* [Stated task]:
Answer these from the post on getting started writing science fiction:
(a) Around what grade was the writer when attending the joint writing conference?
(b) What did James Gunn offer the students at the end of the class?
(c) What pro rate per word does the post give for SF short fiction?

Getting Started Writing Science Fiction
Filed Under: SF Business, Speculative Fiction, Top Post, Writing Advice
Today, we move back to discussing writing, specifically, the beginning of a writing career. Considering I’m barely out of that phase, it’s really the only phase I feel confident in discussing. So:
Read Bilal wrote last week:
I have been reading science fiction and fantasy for a long time. Given that I am a science grad student I also have some scientific background. I come up with ideas to write a sci-fi story or novel. Then I think on them and develop a general direction however, time limitations, English being my second language and generally poor writing skills (I don’t think people like stories that sound like academic papers) prevent me from doing anything with them. Are there any options out there to collaborate or a way to start writing? Thanks.
Whenever anyone brings up this subject, I am reminded of an incident from my childhood when I was first showing interest in science fiction. In about 8th Grade or so, the three junior highs held a joint writing conference for kids like myself. They put us into seminars with authors based on the genres that we were interested in. I got to meet some great writers and get some feedback. And I met James Gunn, and I’ll never forget it.
James Gunn was not like the other writers. He came in swinging for the fences. “Most of you here will never publish a single thing,” was pretty much the first thing he said to us. He proceeded to explain, in detail, why it was difficult or impossible to sell stories at our age. Why, if we could, we should give up writing all together and find something better to do. He went on in this fashion for an hour, and I have a memory, perhaps false, of some of the kids crying. Me, I was excited. Because I could see exactly what he was doing. He was testing us to see how serious we were.
At the end of the class, he gave us his mailing address and said if we were still interested, he would critique a story for us. I took Mr. Gunn up on that. I expected at the time to receive a Mamatas-style savaging of the story. Instead, I got back a very kind and thoughtful set of line comments for what was probably a truly awful, awful bit of juvenelia.
So when people ask me about writing, I think of James Gunn, and I think that perhaps I should do everything I can in my power to dissuade you from taking up writing, especially writing science fiction short fiction. Reasons why you shouldn’t:
- The pay is crap. The pro rate is 5 cents a word, but can sometimes go higher. What was the pro rate in the 1950s? 3-5 cents a word. You will not get rich, or even pay the bills, writing SF short fiction.

* [Rows]:
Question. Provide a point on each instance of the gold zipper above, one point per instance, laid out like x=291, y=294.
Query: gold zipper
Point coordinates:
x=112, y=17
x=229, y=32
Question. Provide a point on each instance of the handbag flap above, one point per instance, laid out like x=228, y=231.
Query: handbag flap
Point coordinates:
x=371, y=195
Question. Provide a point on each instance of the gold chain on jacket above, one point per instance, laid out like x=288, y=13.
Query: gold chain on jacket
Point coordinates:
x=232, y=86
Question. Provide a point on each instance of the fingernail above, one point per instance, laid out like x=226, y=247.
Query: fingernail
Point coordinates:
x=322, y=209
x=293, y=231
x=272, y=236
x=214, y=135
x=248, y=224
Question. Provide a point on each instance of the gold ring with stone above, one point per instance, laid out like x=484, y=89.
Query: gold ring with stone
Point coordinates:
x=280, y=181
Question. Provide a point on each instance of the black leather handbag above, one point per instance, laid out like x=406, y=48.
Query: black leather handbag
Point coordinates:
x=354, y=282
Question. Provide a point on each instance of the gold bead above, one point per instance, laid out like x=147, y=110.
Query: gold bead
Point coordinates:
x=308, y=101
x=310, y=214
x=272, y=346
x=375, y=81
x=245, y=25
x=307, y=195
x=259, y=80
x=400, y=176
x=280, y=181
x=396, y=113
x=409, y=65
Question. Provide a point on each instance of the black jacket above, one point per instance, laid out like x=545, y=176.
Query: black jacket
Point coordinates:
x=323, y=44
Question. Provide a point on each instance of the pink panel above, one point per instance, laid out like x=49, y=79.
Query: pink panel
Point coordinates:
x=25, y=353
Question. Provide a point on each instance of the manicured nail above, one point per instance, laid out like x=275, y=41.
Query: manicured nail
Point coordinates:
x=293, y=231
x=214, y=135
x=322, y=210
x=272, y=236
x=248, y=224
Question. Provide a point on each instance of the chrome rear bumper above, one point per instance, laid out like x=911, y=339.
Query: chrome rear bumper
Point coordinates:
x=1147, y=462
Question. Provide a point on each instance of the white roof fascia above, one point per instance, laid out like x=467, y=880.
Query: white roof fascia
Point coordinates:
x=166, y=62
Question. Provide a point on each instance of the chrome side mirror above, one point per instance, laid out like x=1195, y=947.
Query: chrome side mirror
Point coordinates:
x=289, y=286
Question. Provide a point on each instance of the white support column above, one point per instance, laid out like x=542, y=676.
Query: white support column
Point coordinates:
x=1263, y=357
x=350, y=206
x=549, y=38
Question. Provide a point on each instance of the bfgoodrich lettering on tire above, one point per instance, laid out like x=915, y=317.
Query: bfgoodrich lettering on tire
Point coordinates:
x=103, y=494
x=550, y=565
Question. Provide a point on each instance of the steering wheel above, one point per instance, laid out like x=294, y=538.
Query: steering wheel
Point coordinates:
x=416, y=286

* [Written reply]:
(a) About 8th Grade.
(b) He gave them his mailing address and said he would critique a story for anyone still interested.
(c) 5 cents a word, though it can sometimes go higher.